» SELECTED EXCERPT:
^^^^^^^^^^^^^^^^

It helps to not look at this as zero sum.

A lot of people are more comfortable with a shared experience objective. This provides a means to do something and a reason behind meeting.

If you are always in the mindset that you are giving and everyone else is taking that can really impact how you perceive everyone. And 9/10 most people over estimate how much they give and under-estimate how much they take.

There is also something powerful with "I _get_ to take my new friend to a place I find cool" rather than "My new friend is using me to go to my cool place". Changing the way you internally frame things drastically helps.

I know it sounds absolutely stupid hogwash but it helps.

https://www.apartmenttherapy.com/gratitude-bed-every-morning...

I hope this helps!

astura|1 month ago

It's not a "mindset" to notice that people only reach out to you when they want something. You notice that they reach out to others who aren't you and don't include you, They reserve you for favors only. If you find out about something and ask to be included they'll say "sure," but it doesn't feel great to feel like you have to beg.

^^^^^^^^^^^^^^^^

» INFORMATION PROVIDED:

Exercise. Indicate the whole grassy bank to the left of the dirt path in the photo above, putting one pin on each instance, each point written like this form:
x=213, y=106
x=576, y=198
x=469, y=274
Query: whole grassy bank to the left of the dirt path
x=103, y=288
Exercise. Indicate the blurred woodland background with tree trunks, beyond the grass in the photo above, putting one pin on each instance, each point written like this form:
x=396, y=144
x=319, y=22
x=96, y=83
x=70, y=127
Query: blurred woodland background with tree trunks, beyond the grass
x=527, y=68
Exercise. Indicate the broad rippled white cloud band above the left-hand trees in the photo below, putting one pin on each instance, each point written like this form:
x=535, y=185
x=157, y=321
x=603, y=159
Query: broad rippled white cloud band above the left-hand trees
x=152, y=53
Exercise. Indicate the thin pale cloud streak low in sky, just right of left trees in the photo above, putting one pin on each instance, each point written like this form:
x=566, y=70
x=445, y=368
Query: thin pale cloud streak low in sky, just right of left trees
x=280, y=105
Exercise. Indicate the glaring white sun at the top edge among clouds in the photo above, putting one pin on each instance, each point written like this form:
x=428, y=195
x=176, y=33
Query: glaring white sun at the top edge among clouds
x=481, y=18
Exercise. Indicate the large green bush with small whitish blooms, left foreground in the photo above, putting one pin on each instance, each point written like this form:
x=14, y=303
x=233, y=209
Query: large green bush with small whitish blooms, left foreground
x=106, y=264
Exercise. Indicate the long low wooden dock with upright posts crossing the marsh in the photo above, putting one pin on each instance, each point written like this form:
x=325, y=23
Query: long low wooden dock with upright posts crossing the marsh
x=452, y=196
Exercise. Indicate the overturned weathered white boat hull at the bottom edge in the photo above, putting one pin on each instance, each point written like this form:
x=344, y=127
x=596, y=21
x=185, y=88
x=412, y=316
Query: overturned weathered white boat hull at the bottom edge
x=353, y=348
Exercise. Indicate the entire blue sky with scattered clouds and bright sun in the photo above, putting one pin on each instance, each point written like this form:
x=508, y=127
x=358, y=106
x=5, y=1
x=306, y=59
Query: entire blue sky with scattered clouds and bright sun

^^^^^^^^^^^^^^^^

» PROBLEMS TO SOLVE:
**a)** In the friendship thread, swap "shared experience objective" for "common activity goal" and give everything from "It helps to" down to "reason behind meeting.".
**b)** Answer these from the friendship thread:
(i) What does a shared experience objective provide?
(ii) What do most people overestimate and underestimate?
(iii) In the reply from astura, what do people say when you ask to be included?
The listing has no connection to the friendship thread.

» ANSWER LIST:
**a)**
It helps to not look at this as zero sum.

A lot of people are more comfortable with a common activity goal. This provides a means to do something and a reason behind meeting.

**b)**
(i) A means to do something and a reason behind meeting.
(ii) They overestimate how much they give and underestimate how much they take.
(iii) They say "sure."